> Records
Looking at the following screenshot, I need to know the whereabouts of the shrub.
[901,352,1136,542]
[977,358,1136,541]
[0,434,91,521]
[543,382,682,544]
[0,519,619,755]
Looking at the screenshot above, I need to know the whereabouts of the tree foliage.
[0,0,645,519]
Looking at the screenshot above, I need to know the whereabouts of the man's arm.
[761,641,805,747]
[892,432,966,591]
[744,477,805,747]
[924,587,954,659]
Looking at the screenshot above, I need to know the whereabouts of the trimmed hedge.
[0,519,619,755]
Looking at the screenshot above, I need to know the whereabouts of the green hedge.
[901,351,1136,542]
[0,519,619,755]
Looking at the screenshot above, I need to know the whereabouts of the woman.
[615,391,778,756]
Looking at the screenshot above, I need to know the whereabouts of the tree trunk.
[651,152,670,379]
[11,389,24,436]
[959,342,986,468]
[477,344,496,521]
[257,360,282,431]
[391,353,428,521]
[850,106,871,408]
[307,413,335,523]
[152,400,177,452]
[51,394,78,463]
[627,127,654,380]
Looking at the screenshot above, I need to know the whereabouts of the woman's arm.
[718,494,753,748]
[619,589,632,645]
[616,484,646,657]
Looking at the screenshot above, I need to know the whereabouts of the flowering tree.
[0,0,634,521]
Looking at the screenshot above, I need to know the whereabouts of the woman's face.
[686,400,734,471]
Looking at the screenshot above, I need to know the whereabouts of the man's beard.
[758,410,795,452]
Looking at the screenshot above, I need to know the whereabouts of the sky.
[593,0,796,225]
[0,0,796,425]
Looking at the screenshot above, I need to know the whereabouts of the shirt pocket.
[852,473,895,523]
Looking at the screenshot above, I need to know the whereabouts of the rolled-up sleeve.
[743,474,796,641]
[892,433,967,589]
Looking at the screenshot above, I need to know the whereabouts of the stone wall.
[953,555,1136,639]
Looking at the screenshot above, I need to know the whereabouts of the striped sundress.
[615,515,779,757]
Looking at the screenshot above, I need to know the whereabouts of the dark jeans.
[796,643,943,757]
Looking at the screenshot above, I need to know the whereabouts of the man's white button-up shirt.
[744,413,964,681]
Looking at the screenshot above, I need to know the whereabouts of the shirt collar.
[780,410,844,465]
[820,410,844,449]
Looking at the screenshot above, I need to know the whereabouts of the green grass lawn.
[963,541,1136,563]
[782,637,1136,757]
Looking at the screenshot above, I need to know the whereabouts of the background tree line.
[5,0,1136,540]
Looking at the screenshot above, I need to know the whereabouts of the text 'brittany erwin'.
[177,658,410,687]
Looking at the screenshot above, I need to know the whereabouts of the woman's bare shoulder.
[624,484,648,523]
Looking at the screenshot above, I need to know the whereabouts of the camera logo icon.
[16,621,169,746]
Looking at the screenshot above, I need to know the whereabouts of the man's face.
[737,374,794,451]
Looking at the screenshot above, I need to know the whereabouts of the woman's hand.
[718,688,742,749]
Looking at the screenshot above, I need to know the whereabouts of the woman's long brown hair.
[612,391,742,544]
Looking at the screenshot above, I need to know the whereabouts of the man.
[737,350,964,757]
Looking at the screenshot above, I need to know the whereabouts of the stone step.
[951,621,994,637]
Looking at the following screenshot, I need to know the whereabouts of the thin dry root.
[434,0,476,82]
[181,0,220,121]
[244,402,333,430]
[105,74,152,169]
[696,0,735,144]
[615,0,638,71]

> PROBLEM TO WORK ON
Could you repeat every one of the records above line for line?

> RESULT BELOW
Looking at the following screenshot, I need to know the whereabouts of the shrub.
[901,352,1136,542]
[977,358,1136,541]
[0,434,91,521]
[543,382,682,544]
[0,519,619,755]
Looking at the screenshot above, I need to know the whereabouts of the tree foliage.
[0,0,645,519]
Looking at the screenshot above, I need to know the whereabouts of the man's arm.
[761,641,805,747]
[892,432,966,591]
[744,477,805,747]
[924,587,954,659]
Looking at the screenshot above, I need to know the whereabouts of the trimmed hedge.
[0,519,619,755]
Looking at the screenshot above, I need to know the whereabouts of the green hedge.
[901,351,1136,542]
[0,519,619,755]
Looking at the screenshot above, I need to know the whereabouts of the woman.
[615,391,778,756]
Looking at the screenshot above, I need to know the whereabouts of the tree trunk.
[651,152,670,379]
[11,389,24,436]
[959,342,986,468]
[477,344,496,521]
[257,360,282,431]
[391,353,428,521]
[850,106,871,408]
[307,413,335,523]
[152,400,177,452]
[51,394,78,463]
[627,127,654,380]
Looking at the screenshot above, I need to know the whereabouts of the woman's arm.
[718,494,753,748]
[619,589,632,645]
[616,484,646,657]
Looking at the screenshot above, I need to know the whereabouts of the flowering tree.
[0,0,634,521]
Looking at the screenshot above, I need to know the whereabouts of the woman's face.
[686,400,734,471]
Looking at the screenshot above, I need to know the whereabouts of the man's beard.
[758,410,795,452]
Looking at the screenshot above, I need to know the whereabouts of the sky.
[593,0,796,225]
[0,0,796,425]
Looking at the screenshot above, I need to know the whereabouts of the shirt pocket.
[852,473,895,523]
Looking at the screenshot above, I need to know the whereabouts of the rolled-up sleeve.
[743,474,796,641]
[892,433,967,589]
Looking at the screenshot above, I need to know the whereabouts of the stone wall.
[953,555,1136,639]
Looking at the screenshot above, I need to know the whereabouts of the striped sundress.
[615,515,779,757]
Looking at the screenshot above, I need to know the whereabouts of the dark jeans.
[796,643,943,757]
Looking at the screenshot above, I need to know the whereabouts of the man's white button-up shirt.
[744,413,964,681]
Looking at the screenshot above, I need to know the whereabouts of the shirt collar.
[780,410,844,465]
[820,410,844,449]
Looking at the screenshot above, I need to know the whereabouts of the green grass lawn.
[963,541,1136,563]
[782,637,1136,757]
Looking at the screenshot above, I need to know the whereabouts of the background tree line.
[5,0,1136,540]
Looking at the screenshot above, I need to know the whereabouts of the text 'brittany erwin'.
[177,658,410,687]
Looking at the screenshot above, I need to know the whereabouts of the woman's bare shoulder.
[624,484,648,523]
Looking at the screenshot above, I need to know the whereabouts of the camera logo icon.
[16,621,169,746]
Looking at the screenshot above, I need to know the whereabouts of the man's face.
[737,374,794,451]
Looking at the screenshot above, I need to know the whereabouts of the woman's hand.
[718,688,742,749]
Looking at the screenshot above, I need to know the whereabouts of the woman's long brown hair.
[612,391,742,544]
Looking at the screenshot above, I need to know the whereabouts of the man.
[737,350,964,757]
Looking at the screenshot above, I need to know the whereabouts of the stone step.
[951,621,994,637]
Looking at the following screenshot, I need to know the whereabouts of the thin dry root.
[434,0,476,82]
[181,0,220,121]
[244,402,333,430]
[105,74,152,169]
[696,0,735,144]
[615,0,638,71]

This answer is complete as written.